**Passage to read**.
— START —

Maximum Sharpe Ratio Portfolio with Weights ($w$) and Covariance Matrix ($\Sigma$):

Key Tool: Sharpe Ratio
Measures "reward per unit of risk" (like a "bang for your buck" score).

Higher Sharpe Ratio = Better portfolio (more return for less risk).
$$
\begin{align*}
\text{Maximize} \quad & \frac{R(w) - rf}{\sqrt{w^T \Sigma w}} \\
\text{Subject to} \quad & A \cdot w \geq B \\
& R(w) \geq \bar{\mu}
\end{align*}
$$

WE WILL OPTIMIZE THIS USING THE LIBRARY RISKFOLIO

Why Use Riskfolio?

Does the complex math for us (no manual calculations!).

Handles constraints like:
No short-selling (weights between 0% and 100%)

Minimum/maximum investment per fund
Sector balancing

## RUNNING PORTFOLIO OPTIMIZATION

In [7]:
import riskfolio as rp
# Creates a Portfolio object using your returns data (Y)
# Y should be a DataFrame of asset returns (like your earlier returns variable)
port = rp.Portfolio(returns=Y)

# Specifies that both expected returns (mu) and covariance matrix will be calculated
# from historical data
# Why historical data?:
# Simple and straightforward approach
# Works well for stable markets
# Avoids complex estimation models when starting out
# We could use 'ewma1' for exponentially weighted moving averages
method_mu='hist' 
method_cov='hist' 

# Calculate Asset Statistics
# The decay factor d = 0.95 for covariance calculation, Gives more weight to recent data (if using EWMA)
port.assets_stats(method_mu=method_mu, method_cov=method_cov, d=0.95)


model='Classic' # Uses traditional Mean-Variance Optimization (Markowitz model)
rm = 'MV' # Uses Mean-Variance as the risk measure
obj = 'Sharpe' # Optimizes for maximum Sharpe Ratio (risk-adjusted return)
rf = 0 # Sets risk-free rate to 0% (common for USD-based portfolios)

# Solves the optimization problem to find optimal weights
w = port.optimization(model=model,
                      rm=rm, 
                      obj=obj, 
                      rf=rf, 
                      l=1,) # Risk aversion parameter (1 is moderate)

display(w.T) # DataFrame of optimal weights for each asset

ModuleNotFoundError: No module named 'riskfolio'

## COMPARATIVE ANALYSIS OF ALL RISK MEASURES
THESE ARE STANDARD RISK MEASURES SOME MORE ROBUST AND SOME MORE CONSERVATIVE

In [None]:
fig, axs = plt.subplots(2, 2, figsize=(12, 10))

— END —

**Aim 1**. Reproduce the stretch of the portfolio optimization notes from "display(w.T) # DataFrame" through "2, figsize=(12, 10))".
**Aim 2**. In the portfolio optimization notes, what decay factor is used for the covariance calculation?

**Data excerpt**.
— START —

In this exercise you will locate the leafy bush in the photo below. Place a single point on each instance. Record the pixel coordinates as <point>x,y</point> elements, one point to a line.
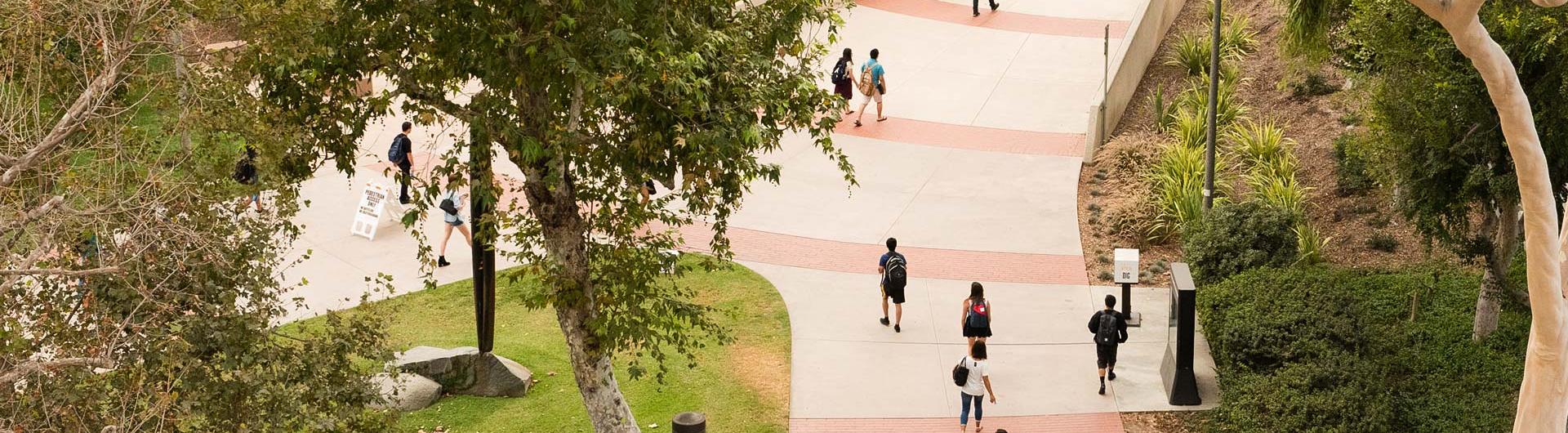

— END —

**Solution 1**.
display(w.T) # DataFrame of optimal weights for each asset

ModuleNotFoundError: No module named 'riskfolio'

## COMPARATIVE ANALYSIS OF ALL RISK MEASURES
THESE ARE STANDARD RISK MEASURES SOME MORE ROBUST AND SOME MORE CONSERVATIVE

In [None]:
fig, axs = plt.subplots(2, 2, figsize=(12, 10))

**Solution 2**. 0.95